_Provided passage_
....
You should not have to "unmavenize" your project. (Although I understand the troubleshooting reasoning for suggesting you do such.) I suspect the issue is a corrupted cache or index. Go to File > Invalidate Cache. Select to invalidate the cache and then restart IDEA. Let IDEA re-index the project. Things should be fine. If not, check that 1) you are using the latest version of IDEA (12.1.5) and 2) the latest version of the Groovy plug-in (File > Settings > [IDE Settings] > Plugins).

When you do use maven, you will need to identify the "groovy" directory as an additional source directory in your POM. If you do not, when IDEA re-imports the project (i.e. re-syncs to the POM), it will drop the groovy directory as a source since by default maven does not consider it a source. How you do this depends on what plugin you use. Since GMaven is no longer maintained, I've been using the groovy-eclipse-compiler plugin. If you use that plug-in, the plug-in will automatically include src/main/groovy as a source (as long as there is at least one java or groovy file in src/main/java). However, IDEA does not pick that directory up and include it as a source as well. That means if you manually (or IDEA automatically) runs a maven re-import, your src/main/groovy directory will get unmarked as a source, and IDEA will show compile errors. You need to specify the additional directory. You can use the build-helper-maven-plugin to do this as the groovy-eclipse-compiler documentation recommends.
....
_Problem requirements_
Summarize the text on IDEA, Maven and Groovy in two sentences. Work only from the text above and bring in nothing else.
....
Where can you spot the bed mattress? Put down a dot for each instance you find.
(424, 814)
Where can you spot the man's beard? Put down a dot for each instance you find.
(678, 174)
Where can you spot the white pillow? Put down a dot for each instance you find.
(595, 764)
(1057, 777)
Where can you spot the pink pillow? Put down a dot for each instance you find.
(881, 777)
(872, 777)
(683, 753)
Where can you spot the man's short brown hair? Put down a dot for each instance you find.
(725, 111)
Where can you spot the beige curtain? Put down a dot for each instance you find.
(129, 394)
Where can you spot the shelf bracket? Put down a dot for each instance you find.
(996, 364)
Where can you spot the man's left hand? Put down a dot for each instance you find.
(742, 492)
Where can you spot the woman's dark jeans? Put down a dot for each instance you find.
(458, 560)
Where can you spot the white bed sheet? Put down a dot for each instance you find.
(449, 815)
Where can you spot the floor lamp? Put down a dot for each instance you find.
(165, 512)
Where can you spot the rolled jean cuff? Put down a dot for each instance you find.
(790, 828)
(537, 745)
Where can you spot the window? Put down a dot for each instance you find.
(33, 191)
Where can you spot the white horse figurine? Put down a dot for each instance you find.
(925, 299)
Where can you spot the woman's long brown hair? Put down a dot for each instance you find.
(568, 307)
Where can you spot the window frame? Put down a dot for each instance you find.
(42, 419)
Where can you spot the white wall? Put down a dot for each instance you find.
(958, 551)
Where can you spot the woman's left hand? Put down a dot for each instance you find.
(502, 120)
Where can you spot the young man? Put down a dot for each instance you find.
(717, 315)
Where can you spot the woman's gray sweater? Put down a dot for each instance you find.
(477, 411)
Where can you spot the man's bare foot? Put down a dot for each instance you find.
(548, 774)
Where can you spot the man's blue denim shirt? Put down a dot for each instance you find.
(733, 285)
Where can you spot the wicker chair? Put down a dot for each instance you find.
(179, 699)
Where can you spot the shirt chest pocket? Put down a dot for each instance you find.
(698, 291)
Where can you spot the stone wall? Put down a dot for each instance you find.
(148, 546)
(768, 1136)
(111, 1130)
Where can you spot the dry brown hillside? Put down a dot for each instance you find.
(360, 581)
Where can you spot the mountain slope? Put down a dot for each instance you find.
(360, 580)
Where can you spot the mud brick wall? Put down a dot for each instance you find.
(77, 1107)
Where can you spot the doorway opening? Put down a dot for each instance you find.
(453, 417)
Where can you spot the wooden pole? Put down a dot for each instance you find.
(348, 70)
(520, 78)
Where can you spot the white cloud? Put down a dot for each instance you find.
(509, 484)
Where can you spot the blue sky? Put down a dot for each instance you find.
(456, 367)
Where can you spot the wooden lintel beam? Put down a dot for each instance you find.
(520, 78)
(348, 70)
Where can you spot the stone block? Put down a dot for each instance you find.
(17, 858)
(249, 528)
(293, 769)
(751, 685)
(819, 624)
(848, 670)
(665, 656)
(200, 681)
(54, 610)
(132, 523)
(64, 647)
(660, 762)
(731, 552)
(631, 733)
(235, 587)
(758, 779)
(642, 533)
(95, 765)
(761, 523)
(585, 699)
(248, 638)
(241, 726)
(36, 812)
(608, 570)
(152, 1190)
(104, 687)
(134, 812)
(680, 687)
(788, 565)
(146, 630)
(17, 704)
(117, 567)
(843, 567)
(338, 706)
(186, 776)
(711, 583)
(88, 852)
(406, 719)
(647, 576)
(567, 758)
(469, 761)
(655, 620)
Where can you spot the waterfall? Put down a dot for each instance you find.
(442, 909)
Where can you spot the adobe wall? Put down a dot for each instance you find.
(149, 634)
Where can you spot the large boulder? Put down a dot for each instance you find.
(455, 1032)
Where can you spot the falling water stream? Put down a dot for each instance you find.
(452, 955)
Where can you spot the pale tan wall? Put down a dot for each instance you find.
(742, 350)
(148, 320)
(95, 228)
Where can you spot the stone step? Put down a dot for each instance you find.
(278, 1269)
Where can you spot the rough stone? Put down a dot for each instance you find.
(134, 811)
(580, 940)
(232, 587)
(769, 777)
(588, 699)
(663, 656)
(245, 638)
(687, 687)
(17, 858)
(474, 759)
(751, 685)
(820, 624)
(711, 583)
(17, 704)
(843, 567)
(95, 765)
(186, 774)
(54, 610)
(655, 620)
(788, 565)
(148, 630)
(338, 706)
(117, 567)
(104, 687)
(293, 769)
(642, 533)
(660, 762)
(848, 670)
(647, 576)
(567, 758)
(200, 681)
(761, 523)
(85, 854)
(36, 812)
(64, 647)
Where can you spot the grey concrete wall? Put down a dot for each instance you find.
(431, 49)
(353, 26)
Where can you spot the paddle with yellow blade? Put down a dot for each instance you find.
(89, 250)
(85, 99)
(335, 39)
....
_Written response_
The suspected cause of the problem is a corrupted cache or index, so the fix is to use File > Invalidate Cache, restart IDEA and let it re-index the project, then check for the latest versions of IDEA (12.1.5) and the Groovy plug-in if that fails. When using Maven, the "groovy" directory must be declared as an additional source directory in the POM, for example with the build-helper-maven-plugin, because otherwise a Maven re-import unmarks src/main/groovy as a source and IDEA shows compile errors.